| DIRECTIONS |
Check each line of the data for "wall" and select those that have it.

------------------------------------

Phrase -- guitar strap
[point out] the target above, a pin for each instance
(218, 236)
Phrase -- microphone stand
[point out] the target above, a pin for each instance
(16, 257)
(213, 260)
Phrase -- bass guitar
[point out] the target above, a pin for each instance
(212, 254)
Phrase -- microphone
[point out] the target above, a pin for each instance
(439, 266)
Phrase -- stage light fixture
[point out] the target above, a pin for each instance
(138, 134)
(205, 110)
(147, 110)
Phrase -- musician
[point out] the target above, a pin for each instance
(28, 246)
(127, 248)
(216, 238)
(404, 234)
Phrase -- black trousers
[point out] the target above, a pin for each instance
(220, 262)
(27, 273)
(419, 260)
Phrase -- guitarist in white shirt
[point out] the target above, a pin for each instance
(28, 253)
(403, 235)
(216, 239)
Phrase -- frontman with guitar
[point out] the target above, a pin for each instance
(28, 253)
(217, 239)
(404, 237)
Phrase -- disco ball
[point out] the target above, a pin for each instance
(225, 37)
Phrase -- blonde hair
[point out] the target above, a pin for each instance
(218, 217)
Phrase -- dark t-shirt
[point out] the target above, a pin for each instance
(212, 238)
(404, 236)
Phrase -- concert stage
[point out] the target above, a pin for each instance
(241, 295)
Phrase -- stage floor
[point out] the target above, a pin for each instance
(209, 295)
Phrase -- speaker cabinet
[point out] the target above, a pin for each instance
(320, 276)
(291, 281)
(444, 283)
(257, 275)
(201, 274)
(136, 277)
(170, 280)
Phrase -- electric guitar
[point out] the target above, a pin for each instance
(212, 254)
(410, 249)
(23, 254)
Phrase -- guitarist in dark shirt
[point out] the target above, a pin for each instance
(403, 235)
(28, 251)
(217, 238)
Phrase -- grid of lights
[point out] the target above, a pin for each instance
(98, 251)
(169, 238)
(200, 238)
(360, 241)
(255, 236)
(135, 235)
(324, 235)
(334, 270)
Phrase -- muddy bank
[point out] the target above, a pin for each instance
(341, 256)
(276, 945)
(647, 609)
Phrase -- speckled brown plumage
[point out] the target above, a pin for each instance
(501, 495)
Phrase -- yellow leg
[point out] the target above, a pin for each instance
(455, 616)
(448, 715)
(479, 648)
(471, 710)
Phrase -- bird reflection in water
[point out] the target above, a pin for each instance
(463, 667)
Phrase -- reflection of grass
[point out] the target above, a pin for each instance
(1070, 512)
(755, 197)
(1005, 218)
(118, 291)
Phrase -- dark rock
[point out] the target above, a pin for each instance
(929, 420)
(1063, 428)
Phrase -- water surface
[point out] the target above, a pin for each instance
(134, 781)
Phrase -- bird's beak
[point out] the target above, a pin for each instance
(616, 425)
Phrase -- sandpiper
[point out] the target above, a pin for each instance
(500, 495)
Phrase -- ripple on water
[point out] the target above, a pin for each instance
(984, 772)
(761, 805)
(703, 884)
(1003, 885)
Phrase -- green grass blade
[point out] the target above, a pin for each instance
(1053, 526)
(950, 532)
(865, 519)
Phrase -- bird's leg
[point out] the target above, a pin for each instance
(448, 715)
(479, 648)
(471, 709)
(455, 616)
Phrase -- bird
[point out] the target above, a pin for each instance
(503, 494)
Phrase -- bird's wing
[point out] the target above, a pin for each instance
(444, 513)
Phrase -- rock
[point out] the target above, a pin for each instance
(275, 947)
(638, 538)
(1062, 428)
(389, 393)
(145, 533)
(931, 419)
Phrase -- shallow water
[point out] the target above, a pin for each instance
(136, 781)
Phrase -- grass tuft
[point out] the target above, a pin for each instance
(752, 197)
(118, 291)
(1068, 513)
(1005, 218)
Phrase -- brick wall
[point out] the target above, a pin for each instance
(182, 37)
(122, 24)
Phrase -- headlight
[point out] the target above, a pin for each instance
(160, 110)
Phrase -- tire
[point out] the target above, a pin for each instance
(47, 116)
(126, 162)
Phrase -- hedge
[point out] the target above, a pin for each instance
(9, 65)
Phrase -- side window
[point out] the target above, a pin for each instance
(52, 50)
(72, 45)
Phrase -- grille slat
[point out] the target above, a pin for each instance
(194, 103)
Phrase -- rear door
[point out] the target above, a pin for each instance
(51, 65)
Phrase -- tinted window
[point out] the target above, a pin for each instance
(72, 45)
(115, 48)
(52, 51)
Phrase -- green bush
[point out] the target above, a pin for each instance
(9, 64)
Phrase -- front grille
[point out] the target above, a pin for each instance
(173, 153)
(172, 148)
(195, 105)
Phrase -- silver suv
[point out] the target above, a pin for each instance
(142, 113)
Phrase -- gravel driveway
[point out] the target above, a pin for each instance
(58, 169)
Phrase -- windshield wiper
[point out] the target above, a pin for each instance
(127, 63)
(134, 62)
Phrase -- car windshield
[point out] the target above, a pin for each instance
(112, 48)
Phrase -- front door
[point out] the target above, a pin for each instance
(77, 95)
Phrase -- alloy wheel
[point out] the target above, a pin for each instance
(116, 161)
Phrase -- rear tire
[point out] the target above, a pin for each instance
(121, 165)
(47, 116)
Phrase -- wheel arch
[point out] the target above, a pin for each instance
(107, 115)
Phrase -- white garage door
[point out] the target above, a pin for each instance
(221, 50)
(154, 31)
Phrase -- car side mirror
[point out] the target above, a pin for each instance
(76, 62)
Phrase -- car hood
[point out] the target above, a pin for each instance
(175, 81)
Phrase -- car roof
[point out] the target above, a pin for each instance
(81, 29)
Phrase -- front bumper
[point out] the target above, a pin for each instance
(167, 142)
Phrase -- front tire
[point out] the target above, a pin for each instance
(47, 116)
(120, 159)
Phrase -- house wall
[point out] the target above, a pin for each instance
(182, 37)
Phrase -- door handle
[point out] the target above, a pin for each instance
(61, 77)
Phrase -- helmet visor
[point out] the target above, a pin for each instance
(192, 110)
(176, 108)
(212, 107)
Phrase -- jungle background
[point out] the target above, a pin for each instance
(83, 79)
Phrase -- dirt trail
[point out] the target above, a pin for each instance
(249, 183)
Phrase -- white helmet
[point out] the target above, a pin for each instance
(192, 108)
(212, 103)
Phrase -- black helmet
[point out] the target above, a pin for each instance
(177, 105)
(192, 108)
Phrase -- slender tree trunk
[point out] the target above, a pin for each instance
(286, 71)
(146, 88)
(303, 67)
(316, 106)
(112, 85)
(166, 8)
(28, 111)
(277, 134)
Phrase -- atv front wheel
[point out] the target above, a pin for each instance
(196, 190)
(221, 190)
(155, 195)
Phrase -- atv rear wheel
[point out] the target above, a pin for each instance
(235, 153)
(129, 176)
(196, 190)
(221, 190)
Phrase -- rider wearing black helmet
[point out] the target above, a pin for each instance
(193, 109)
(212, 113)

------------------------------------

| WRITTEN RESPONSE |
Phrase -- brick wall
Phrase -- house wall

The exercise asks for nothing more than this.